WRITTEN REQUEST. Put every line of the material below into a Markdown table with two columns, Row and Line. Number the rows in order and leave out blank lines.

SUPPLIED DATA.
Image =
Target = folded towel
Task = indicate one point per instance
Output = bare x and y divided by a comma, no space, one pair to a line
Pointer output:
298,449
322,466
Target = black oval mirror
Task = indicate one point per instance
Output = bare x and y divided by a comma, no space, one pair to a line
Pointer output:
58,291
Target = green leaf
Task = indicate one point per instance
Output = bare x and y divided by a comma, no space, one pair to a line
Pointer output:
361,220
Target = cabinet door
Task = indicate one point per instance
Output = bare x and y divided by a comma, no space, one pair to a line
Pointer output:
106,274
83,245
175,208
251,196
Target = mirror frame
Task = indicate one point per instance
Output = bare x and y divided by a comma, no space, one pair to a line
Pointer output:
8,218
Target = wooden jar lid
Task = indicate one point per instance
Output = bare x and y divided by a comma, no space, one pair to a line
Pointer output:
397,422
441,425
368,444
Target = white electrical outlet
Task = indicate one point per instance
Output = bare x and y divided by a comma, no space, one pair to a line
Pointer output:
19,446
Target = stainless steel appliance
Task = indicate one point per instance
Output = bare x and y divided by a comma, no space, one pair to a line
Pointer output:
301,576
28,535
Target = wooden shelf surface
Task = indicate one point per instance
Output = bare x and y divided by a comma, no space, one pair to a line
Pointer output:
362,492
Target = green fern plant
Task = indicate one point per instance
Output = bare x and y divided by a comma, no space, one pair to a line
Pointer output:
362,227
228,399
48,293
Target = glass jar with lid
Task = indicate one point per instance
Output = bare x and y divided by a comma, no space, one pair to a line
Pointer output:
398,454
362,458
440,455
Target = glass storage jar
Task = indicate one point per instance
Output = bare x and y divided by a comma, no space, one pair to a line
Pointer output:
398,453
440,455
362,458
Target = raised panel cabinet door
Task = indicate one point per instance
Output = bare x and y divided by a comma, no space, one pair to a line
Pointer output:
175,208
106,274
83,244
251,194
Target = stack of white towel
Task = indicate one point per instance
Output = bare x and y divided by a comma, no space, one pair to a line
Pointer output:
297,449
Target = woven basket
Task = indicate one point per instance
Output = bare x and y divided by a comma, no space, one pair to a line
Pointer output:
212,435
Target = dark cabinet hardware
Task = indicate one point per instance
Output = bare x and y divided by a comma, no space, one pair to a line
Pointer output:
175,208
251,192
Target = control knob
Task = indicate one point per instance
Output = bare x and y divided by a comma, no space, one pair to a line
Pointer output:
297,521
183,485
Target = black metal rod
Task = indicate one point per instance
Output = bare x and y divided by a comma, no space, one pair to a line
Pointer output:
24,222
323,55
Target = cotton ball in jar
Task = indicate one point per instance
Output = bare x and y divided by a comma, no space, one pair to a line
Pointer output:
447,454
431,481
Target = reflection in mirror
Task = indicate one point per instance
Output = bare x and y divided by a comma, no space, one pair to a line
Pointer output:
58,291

TASK RESULT.
| Row | Line |
|---|---|
| 1 | Image = |
| 2 | Target = folded towel |
| 3 | Task = indicate one point per instance |
| 4 | Output = bare x and y divided by a comma, no space, one pair to a line |
| 5 | Pointer output: |
| 6 | 298,449 |
| 7 | 322,466 |
| 8 | Target = black oval mirror |
| 9 | Task = indicate one point per instance |
| 10 | Output = bare x and y divided by a comma, no space, one pair to a line |
| 11 | Pointer output: |
| 12 | 58,291 |
| 13 | Target = green leaf |
| 14 | Task = indicate one point per instance |
| 15 | Output = bare x and y divided by a comma, no space, one pair to a line |
| 16 | Pointer output: |
| 17 | 361,220 |
| 18 | Target = cabinet door |
| 19 | Task = indicate one point per instance |
| 20 | Output = bare x and y divided by a comma, no space, one pair to a line |
| 21 | Pointer output: |
| 22 | 106,274 |
| 23 | 83,245 |
| 24 | 175,208 |
| 25 | 251,196 |
| 26 | Target = mirror frame |
| 27 | Task = indicate one point per instance |
| 28 | Output = bare x and y divided by a comma, no space, one pair to a line |
| 29 | Pointer output: |
| 30 | 8,218 |
| 31 | Target = wooden jar lid |
| 32 | Task = indicate one point per instance |
| 33 | Output = bare x and y divided by a comma, no space, one pair to a line |
| 34 | Pointer output: |
| 35 | 397,422 |
| 36 | 441,425 |
| 37 | 368,444 |
| 38 | Target = white electrical outlet |
| 39 | Task = indicate one point per instance |
| 40 | Output = bare x and y divided by a comma, no space, one pair to a line |
| 41 | Pointer output: |
| 42 | 19,446 |
| 43 | Target = stainless steel appliance |
| 44 | Task = indicate one point per instance |
| 45 | Output = bare x and y divided by a comma, no space, one pair to a line |
| 46 | Pointer output: |
| 47 | 301,576 |
| 48 | 28,535 |
| 49 | Target = wooden shelf surface |
| 50 | Task = indicate one point per instance |
| 51 | Output = bare x and y divided by a comma, no space, one pair to a line |
| 52 | Pointer output: |
| 53 | 362,492 |
| 54 | Target = green fern plant |
| 55 | Task = indicate one point per instance |
| 56 | Output = bare x and y divided by a comma, no space, one pair to a line |
| 57 | Pointer output: |
| 58 | 362,227 |
| 59 | 228,399 |
| 60 | 48,293 |
| 61 | Target = glass jar with lid |
| 62 | Task = indicate one point per instance |
| 63 | Output = bare x and y divided by a comma, no space, one pair to a line |
| 64 | Pointer output: |
| 65 | 398,454 |
| 66 | 362,458 |
| 67 | 440,455 |
| 68 | Target = glass storage jar |
| 69 | Task = indicate one point per instance |
| 70 | Output = bare x and y divided by a comma, no space, one pair to a line |
| 71 | Pointer output: |
| 72 | 398,453 |
| 73 | 440,455 |
| 74 | 362,458 |
| 75 | Target = raised panel cabinet door |
| 76 | Task = indicate one point per instance |
| 77 | Output = bare x and y divided by a comma, no space, one pair to a line |
| 78 | Pointer output: |
| 79 | 175,208 |
| 80 | 106,274 |
| 81 | 83,244 |
| 82 | 251,194 |
| 83 | Target = stack of white towel |
| 84 | Task = indicate one point per instance |
| 85 | Output = bare x and y divided by a comma, no space, one pair to a line |
| 86 | Pointer output: |
| 87 | 297,449 |
| 88 | Target = woven basket |
| 89 | Task = indicate one point per instance |
| 90 | Output = bare x and y divided by a comma, no space, one pair to a line |
| 91 | Pointer output: |
| 92 | 212,435 |
| 93 | Target = dark cabinet hardware |
| 94 | Task = indicate one point per instance |
| 95 | Output = bare x and y divided by a comma, no space, one pair to a line |
| 96 | Pointer output: |
| 97 | 175,208 |
| 98 | 251,192 |
| 99 | Target = control knob |
| 100 | Task = indicate one point per instance |
| 101 | Output = bare x and y divided by a comma, no space, one pair to a line |
| 102 | Pointer output: |
| 103 | 297,521 |
| 104 | 183,485 |
| 105 | Target = black metal rod |
| 106 | Task = indicate one point per instance |
| 107 | Output = bare x and y divided by a comma, no space, one pair to a line |
| 108 | Pointer output: |
| 109 | 24,222 |
| 110 | 323,55 |
| 111 | Target = cotton ball in jar |
| 112 | Task = indicate one point per instance |
| 113 | Output = bare x and y divided by a comma, no space, one pair to a line |
| 114 | Pointer output: |
| 115 | 447,454 |
| 116 | 431,481 |
| 117 | Target = reflection in mirror |
| 118 | Task = indicate one point per instance |
| 119 | Output = bare x and y divided by a comma, no space, one pair to a line |
| 120 | Pointer output: |
| 121 | 58,291 |